● Your task: Reproduce exactly the lines from the one containing "If you would be so kind as to spot the shallow" through the last line of the records below, both included, and nothing else.

● Records provided:
* * * * * * * * *
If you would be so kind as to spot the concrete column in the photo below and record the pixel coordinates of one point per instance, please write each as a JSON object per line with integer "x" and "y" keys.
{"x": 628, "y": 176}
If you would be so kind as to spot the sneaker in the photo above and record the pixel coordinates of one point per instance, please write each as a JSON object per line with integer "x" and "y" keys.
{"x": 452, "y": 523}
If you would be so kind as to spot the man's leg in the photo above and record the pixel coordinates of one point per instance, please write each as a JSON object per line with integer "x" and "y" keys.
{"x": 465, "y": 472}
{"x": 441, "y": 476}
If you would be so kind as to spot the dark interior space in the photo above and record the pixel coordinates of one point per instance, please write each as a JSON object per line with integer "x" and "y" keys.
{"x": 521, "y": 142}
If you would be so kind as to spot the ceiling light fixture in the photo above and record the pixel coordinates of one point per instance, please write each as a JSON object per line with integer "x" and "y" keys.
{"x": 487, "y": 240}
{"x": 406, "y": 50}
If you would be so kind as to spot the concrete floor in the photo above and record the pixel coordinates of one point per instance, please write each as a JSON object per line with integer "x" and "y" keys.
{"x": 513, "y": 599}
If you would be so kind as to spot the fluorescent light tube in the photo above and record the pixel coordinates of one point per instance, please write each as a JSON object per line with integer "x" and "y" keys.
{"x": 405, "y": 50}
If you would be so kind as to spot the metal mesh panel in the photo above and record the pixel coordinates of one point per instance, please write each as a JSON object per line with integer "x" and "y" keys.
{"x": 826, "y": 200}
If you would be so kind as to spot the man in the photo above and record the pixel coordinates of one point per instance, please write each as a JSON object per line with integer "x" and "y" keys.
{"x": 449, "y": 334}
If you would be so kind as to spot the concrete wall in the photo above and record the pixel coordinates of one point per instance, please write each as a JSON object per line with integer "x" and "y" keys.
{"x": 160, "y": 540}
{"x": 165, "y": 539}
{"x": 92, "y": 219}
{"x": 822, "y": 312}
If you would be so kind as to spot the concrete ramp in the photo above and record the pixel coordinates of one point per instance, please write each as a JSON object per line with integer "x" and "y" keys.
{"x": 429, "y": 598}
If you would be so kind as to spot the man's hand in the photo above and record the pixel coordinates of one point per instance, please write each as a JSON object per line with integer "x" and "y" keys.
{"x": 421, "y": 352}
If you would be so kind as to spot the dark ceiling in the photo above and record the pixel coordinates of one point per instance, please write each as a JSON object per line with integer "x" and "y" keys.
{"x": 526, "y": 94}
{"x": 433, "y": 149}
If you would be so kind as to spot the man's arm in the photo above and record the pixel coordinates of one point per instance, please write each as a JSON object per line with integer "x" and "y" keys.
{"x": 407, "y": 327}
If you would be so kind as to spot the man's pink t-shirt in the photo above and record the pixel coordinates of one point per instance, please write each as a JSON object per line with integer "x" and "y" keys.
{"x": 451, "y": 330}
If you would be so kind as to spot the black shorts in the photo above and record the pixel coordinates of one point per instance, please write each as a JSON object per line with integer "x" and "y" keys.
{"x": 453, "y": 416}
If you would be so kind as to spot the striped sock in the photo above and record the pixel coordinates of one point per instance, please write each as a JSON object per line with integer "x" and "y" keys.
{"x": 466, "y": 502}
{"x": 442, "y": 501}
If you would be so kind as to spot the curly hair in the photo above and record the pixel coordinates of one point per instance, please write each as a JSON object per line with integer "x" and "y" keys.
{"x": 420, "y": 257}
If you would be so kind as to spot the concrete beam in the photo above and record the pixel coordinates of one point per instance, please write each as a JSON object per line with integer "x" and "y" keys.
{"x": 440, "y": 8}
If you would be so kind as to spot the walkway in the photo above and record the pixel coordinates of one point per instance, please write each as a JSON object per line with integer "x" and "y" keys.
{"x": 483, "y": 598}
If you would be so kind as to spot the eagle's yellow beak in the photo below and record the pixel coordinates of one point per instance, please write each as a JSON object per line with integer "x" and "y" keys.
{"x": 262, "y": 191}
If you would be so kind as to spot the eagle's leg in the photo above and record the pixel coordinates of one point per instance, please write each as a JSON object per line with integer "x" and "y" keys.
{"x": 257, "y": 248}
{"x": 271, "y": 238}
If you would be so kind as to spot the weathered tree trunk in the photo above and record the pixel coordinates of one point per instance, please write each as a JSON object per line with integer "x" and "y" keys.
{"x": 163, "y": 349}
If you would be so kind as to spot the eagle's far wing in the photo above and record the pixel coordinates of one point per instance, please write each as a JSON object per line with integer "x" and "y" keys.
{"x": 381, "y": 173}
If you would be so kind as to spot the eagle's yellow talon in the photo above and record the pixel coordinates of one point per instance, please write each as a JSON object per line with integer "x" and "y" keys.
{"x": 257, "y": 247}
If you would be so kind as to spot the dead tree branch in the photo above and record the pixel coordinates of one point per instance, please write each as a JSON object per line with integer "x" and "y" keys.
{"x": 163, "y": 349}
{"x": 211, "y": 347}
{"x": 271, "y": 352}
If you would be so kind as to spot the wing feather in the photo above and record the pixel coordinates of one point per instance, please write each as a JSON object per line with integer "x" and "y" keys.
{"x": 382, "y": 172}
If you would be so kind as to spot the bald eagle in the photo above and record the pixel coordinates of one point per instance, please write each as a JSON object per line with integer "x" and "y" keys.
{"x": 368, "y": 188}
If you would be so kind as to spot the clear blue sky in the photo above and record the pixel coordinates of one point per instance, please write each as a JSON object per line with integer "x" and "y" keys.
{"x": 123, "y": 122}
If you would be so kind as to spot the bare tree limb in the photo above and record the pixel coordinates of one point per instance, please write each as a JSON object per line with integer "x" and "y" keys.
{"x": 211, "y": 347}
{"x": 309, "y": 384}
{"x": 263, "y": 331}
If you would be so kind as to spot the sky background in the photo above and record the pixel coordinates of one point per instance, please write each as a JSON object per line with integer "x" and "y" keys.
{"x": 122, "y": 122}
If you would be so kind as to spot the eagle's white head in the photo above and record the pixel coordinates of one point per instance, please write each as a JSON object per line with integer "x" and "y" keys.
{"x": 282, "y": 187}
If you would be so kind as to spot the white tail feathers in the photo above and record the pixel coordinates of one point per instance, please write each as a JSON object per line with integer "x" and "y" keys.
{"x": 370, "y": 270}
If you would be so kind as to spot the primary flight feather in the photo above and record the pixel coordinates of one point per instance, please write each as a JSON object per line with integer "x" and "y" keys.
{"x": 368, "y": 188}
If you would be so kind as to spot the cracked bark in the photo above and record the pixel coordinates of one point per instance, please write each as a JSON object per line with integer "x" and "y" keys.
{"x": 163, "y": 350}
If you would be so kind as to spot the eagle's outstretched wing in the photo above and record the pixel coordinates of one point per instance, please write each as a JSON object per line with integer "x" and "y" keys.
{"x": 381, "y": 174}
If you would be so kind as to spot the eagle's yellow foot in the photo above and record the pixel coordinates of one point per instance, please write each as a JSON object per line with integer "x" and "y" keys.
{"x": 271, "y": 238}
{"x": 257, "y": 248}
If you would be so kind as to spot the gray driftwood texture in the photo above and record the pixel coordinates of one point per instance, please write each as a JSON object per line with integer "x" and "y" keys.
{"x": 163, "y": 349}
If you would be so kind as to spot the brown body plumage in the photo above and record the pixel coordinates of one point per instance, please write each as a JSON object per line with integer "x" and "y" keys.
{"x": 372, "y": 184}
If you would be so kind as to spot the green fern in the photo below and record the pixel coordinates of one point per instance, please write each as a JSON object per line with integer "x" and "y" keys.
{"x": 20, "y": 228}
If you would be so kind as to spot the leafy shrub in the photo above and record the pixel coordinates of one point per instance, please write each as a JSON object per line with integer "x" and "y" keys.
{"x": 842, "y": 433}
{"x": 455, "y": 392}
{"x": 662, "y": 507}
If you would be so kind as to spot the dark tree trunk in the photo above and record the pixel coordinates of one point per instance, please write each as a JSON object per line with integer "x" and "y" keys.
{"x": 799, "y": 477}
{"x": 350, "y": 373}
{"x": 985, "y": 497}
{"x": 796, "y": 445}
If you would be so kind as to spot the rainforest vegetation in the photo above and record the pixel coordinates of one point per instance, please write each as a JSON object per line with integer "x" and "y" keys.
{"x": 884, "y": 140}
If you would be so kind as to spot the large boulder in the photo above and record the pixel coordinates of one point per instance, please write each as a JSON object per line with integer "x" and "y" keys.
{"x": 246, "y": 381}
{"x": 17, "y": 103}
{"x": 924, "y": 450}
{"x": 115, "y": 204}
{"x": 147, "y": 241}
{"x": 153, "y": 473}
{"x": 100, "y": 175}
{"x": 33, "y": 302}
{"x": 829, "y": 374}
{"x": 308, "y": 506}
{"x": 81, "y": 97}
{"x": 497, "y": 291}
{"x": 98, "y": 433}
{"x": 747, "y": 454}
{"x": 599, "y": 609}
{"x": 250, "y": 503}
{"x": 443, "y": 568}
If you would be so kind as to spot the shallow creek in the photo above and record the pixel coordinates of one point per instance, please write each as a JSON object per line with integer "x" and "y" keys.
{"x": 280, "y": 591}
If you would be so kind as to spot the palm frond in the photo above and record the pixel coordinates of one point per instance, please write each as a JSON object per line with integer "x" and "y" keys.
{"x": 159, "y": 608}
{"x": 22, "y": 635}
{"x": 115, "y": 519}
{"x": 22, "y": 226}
* * * * * * * * *
● Output for this task:
If you would be so kind as to spot the shallow creek in the photo above and record the pixel coordinates of one point per instance, please write each as a JSON object per line with integer "x" and "y" keys.
{"x": 280, "y": 591}
If you would be so kind as to spot the palm frond in the photo above and record the pixel coordinates of one point per instance, please write each as a JSON object per line with integer "x" and "y" keys.
{"x": 159, "y": 608}
{"x": 22, "y": 635}
{"x": 115, "y": 519}
{"x": 22, "y": 226}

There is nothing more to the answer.